▶ [Job] Pictures do not belong in the copy; transcribe everything else in the records exactly.

▶ [Input records]
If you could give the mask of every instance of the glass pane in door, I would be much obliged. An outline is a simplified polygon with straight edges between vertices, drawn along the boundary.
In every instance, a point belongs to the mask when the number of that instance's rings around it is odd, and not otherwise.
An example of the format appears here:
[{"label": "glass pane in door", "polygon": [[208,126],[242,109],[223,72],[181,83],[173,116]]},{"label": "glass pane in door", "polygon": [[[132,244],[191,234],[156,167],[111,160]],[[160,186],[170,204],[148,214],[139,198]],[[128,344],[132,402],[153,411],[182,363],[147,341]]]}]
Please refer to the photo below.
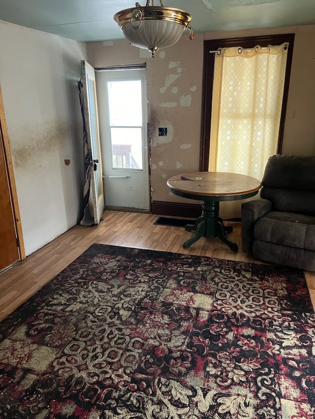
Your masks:
[{"label": "glass pane in door", "polygon": [[142,92],[141,80],[107,82],[111,126],[141,127]]},{"label": "glass pane in door", "polygon": [[142,170],[142,130],[111,128],[113,168]]},{"label": "glass pane in door", "polygon": [[[88,86],[89,88],[88,98],[90,102],[89,109],[90,118],[90,126],[91,135],[91,145],[92,147],[92,155],[95,160],[100,161],[100,153],[98,147],[98,141],[97,140],[97,130],[98,129],[97,120],[95,114],[96,102],[95,102],[95,80],[92,80],[89,76],[88,76]],[[96,193],[97,196],[99,196],[102,194],[101,186],[101,172],[99,170],[95,173],[95,180],[96,184]]]}]

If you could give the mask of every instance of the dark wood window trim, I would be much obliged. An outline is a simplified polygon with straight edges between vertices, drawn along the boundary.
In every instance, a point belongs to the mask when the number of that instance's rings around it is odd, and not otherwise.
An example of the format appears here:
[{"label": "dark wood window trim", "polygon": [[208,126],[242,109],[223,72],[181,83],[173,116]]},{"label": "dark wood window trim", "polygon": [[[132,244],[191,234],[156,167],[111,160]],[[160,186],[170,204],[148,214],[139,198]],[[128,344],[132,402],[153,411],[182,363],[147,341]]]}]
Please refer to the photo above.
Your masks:
[{"label": "dark wood window trim", "polygon": [[282,142],[284,129],[285,112],[286,111],[286,104],[289,90],[289,83],[294,42],[294,33],[205,41],[203,59],[203,94],[202,98],[202,119],[201,124],[202,137],[200,164],[200,170],[201,171],[208,171],[210,144],[212,88],[215,55],[214,54],[210,54],[209,51],[215,51],[220,48],[242,47],[244,48],[252,48],[256,45],[260,45],[261,47],[267,47],[269,45],[280,45],[284,42],[289,43],[277,150],[277,152],[280,154],[282,149]]}]

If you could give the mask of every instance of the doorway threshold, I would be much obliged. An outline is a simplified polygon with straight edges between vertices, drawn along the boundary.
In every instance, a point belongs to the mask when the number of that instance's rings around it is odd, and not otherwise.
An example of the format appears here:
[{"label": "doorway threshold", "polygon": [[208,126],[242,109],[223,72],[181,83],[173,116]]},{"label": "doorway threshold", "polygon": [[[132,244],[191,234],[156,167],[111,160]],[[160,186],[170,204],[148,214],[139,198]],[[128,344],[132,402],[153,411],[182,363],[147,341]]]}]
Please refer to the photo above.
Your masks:
[{"label": "doorway threshold", "polygon": [[143,209],[143,208],[130,208],[129,207],[115,207],[115,206],[105,206],[105,211],[109,210],[110,211],[123,211],[126,212],[139,212],[141,214],[150,214],[150,211],[149,209]]}]

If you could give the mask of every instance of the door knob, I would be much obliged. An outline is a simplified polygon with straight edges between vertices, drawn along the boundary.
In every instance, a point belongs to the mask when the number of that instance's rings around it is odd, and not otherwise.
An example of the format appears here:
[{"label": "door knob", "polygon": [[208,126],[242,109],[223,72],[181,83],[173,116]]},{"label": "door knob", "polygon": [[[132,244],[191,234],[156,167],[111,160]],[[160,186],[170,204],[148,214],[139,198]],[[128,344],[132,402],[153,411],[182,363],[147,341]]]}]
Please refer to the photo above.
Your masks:
[{"label": "door knob", "polygon": [[93,163],[94,163],[94,171],[96,171],[97,170],[97,163],[98,163],[98,159],[94,159],[93,160]]}]

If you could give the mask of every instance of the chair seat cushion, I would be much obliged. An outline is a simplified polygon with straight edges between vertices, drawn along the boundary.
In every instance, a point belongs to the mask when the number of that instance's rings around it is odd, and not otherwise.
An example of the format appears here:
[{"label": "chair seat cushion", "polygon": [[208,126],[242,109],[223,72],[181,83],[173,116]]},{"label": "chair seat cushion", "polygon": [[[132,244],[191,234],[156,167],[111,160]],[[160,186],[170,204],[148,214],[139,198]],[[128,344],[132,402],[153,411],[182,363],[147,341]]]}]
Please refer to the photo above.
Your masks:
[{"label": "chair seat cushion", "polygon": [[283,211],[271,211],[256,222],[254,239],[315,251],[315,217]]}]

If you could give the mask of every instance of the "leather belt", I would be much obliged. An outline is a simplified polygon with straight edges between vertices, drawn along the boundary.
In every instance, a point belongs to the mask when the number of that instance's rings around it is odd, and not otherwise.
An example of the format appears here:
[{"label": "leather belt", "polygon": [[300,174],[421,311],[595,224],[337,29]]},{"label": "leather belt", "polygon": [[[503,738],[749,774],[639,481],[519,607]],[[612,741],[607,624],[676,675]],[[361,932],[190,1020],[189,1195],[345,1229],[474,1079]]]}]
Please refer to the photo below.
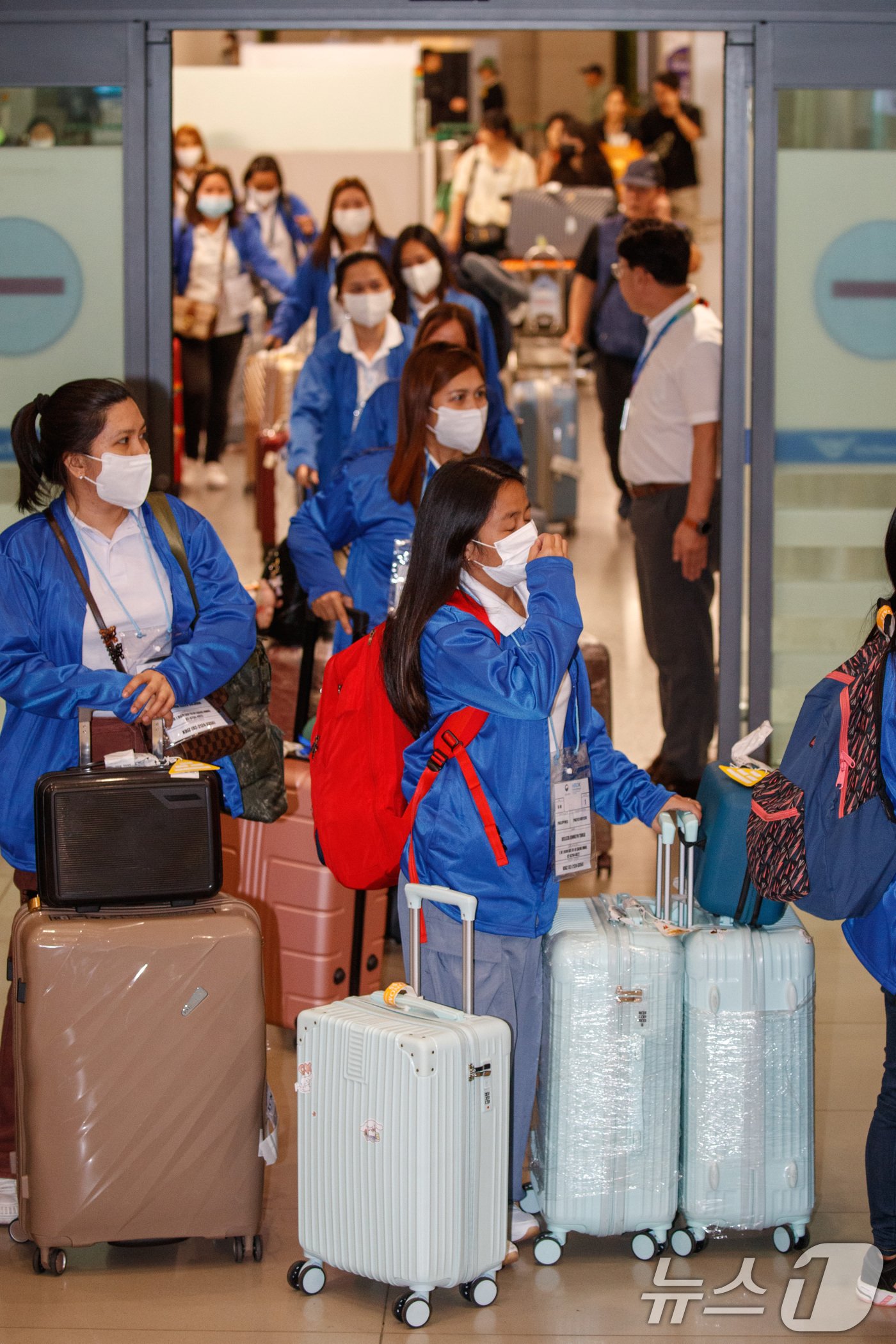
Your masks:
[{"label": "leather belt", "polygon": [[647,485],[633,485],[626,481],[626,489],[633,500],[646,500],[650,495],[662,495],[664,491],[686,489],[686,481],[652,481]]}]

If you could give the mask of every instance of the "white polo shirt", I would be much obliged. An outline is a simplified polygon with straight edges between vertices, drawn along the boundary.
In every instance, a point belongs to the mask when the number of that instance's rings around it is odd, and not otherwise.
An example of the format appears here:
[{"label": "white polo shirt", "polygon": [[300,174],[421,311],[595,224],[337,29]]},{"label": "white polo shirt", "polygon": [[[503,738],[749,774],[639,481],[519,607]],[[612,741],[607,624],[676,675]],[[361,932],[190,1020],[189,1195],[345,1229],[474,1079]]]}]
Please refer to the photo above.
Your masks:
[{"label": "white polo shirt", "polygon": [[695,425],[720,419],[721,323],[705,304],[680,317],[657,343],[670,317],[697,290],[669,304],[647,323],[649,351],[629,406],[619,469],[633,485],[690,482]]}]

▶ [Finished exercise]
If you could give the mask of every instance of the glass pane in door, I would be much obliged. An outline is a simplified polygon with straight edges between vertices, drawn along the boundary.
In every instance, a point belongs to the mask when the number of that instance's rings around it is odd, and not otherwise.
An example of the format appears here:
[{"label": "glass pane in door", "polygon": [[208,126],[242,109],[223,72],[181,83],[173,116]]},{"label": "glass pane in door", "polygon": [[[132,244],[191,234],[156,167],[111,160]],[[160,186],[170,204],[148,214],[139,198]],[[128,344],[132,402],[153,411],[182,363],[147,341]]]}]
Please refer to the photo below.
Your masks:
[{"label": "glass pane in door", "polygon": [[142,92],[141,80],[107,82],[111,126],[141,127]]},{"label": "glass pane in door", "polygon": [[142,170],[142,130],[111,128],[113,168]]},{"label": "glass pane in door", "polygon": [[[88,86],[89,88],[88,98],[90,102],[89,109],[90,118],[90,126],[91,135],[91,145],[92,147],[92,155],[95,160],[100,161],[100,153],[98,147],[98,141],[97,140],[97,130],[98,129],[97,120],[95,114],[96,102],[95,102],[95,80],[92,80],[89,76],[88,76]],[[96,193],[97,196],[99,196],[102,194],[101,186],[101,172],[99,170],[95,173],[95,180],[96,184]]]}]

If you could give the mask of every instance of the dark wood window trim, I would be much obliged. An outline is a simplified polygon with straight edges between vertices, drawn along the boundary.
In every instance, a point belongs to the mask when the number of that instance's rings around it is odd, and not otherwise.
An example of the format appears here:
[{"label": "dark wood window trim", "polygon": [[208,126],[242,109],[223,72],[181,83],[173,116]]},{"label": "dark wood window trim", "polygon": [[[132,244],[191,234],[156,167],[111,160]],[[160,186],[170,204],[148,214],[139,198]],[[128,344],[132,402],[153,411],[182,363],[147,341]]]}]
Please refer to the photo above.
Your masks:
[{"label": "dark wood window trim", "polygon": [[282,142],[284,129],[285,112],[286,111],[286,104],[289,90],[289,83],[294,42],[294,33],[205,41],[203,59],[203,94],[202,98],[202,119],[201,124],[202,137],[200,164],[200,170],[201,171],[208,171],[210,144],[212,88],[215,55],[214,54],[210,54],[209,51],[215,51],[220,48],[242,47],[244,48],[252,48],[256,45],[260,45],[261,47],[267,47],[269,45],[280,45],[284,42],[289,43],[277,150],[277,152],[280,154],[282,149]]}]

If you could give the mask of every instance of the doorway threshold, I would be much obliged. An outline is a simplified polygon with straight edges between vertices, drawn along the boundary.
In every instance, a point belongs to the mask when the number of that instance's rings around it is odd, and not otherwise.
An example of the format appears here:
[{"label": "doorway threshold", "polygon": [[208,126],[242,109],[223,72],[181,83],[173,116]]},{"label": "doorway threshold", "polygon": [[[132,244],[191,234],[156,167],[111,160]],[[160,186],[170,204],[148,214],[139,198]],[[128,344],[132,402],[153,411],[182,363],[147,341]]]}]
Please refer to the photo above.
Your masks:
[{"label": "doorway threshold", "polygon": [[143,209],[143,208],[130,208],[129,207],[115,207],[115,206],[105,206],[105,211],[109,210],[110,211],[123,211],[126,212],[139,212],[141,214],[150,214],[150,211],[149,209]]}]

If you could give the mask of every instance of the door knob, I would be much obliged. An outline is a simplified polygon with straight edges between vertices, drawn along the boundary.
In every instance, a point belongs to the mask when the number of that instance's rings around it is odd, and not otherwise.
An example of the format appears here:
[{"label": "door knob", "polygon": [[208,126],[242,109],[223,72],[181,83],[173,116]]},{"label": "door knob", "polygon": [[[132,244],[191,234],[156,167],[111,160]],[[160,186],[170,204],[148,214],[139,198]],[[128,344],[132,402],[153,411],[182,363],[147,341]]]}]
Please refer to the photo above.
Your masks:
[{"label": "door knob", "polygon": [[93,163],[94,163],[94,171],[96,171],[97,170],[97,163],[98,163],[98,159],[94,159],[93,160]]}]

If you could give the mask of every instance of the chair seat cushion, I would be much obliged. An outline is a simplified polygon with straight edges between vertices, drawn along the boundary.
In every instance, a point belongs to the mask when the number of that instance's rings around it is odd, and not otherwise.
An example of the format appears here:
[{"label": "chair seat cushion", "polygon": [[208,126],[242,109],[223,72],[181,83],[173,116]]},{"label": "chair seat cushion", "polygon": [[[132,244],[191,234],[156,167],[111,160]],[[160,186],[170,204],[148,214],[139,198]],[[128,344],[132,402],[153,411],[182,363],[147,341]]]}]
Please refer to the photo above.
Your masks:
[{"label": "chair seat cushion", "polygon": [[283,211],[271,211],[256,222],[254,239],[315,251],[315,217]]}]

If you could give the mask of every instance of the "leather belt", I would be much obliged. An outline is a simplified polygon with straight edges between vertices, drawn along the boundary.
In every instance, a point belongs to the mask when the number of that instance's rings around it is odd, and not otherwise.
An example of the format appears here:
[{"label": "leather belt", "polygon": [[300,174],[421,311],[595,224],[337,29]]},{"label": "leather belt", "polygon": [[[503,738],[749,774],[639,481],[519,607]],[[612,741],[607,624],[676,675]],[[361,932],[190,1020],[189,1195],[345,1229],[474,1079]]]}]
Please refer to the photo below.
Your masks:
[{"label": "leather belt", "polygon": [[647,485],[633,485],[626,481],[626,489],[633,500],[646,500],[650,495],[662,495],[664,491],[686,489],[686,481],[652,481]]}]

If you could give the mask of every instance of the "white polo shirt", I would be much obliged. An outline is a simplified polygon with straight edges between vertices, drawn along the boundary.
In every instance, a point belongs to the mask when the number of that instance's rings around it is odd, and not otherwise.
An example of the format appears here:
[{"label": "white polo shirt", "polygon": [[300,174],[421,311],[595,224],[337,29]]},{"label": "white polo shirt", "polygon": [[[503,738],[749,774],[639,481],[519,607]],[[612,741],[607,624],[676,675]],[[361,932],[190,1020],[189,1195],[345,1229],[474,1079]]]}]
Please refer to the photo above.
Your masks:
[{"label": "white polo shirt", "polygon": [[695,425],[720,419],[721,323],[705,304],[680,317],[657,343],[670,317],[697,290],[669,304],[647,323],[649,351],[629,406],[619,469],[633,485],[690,482]]}]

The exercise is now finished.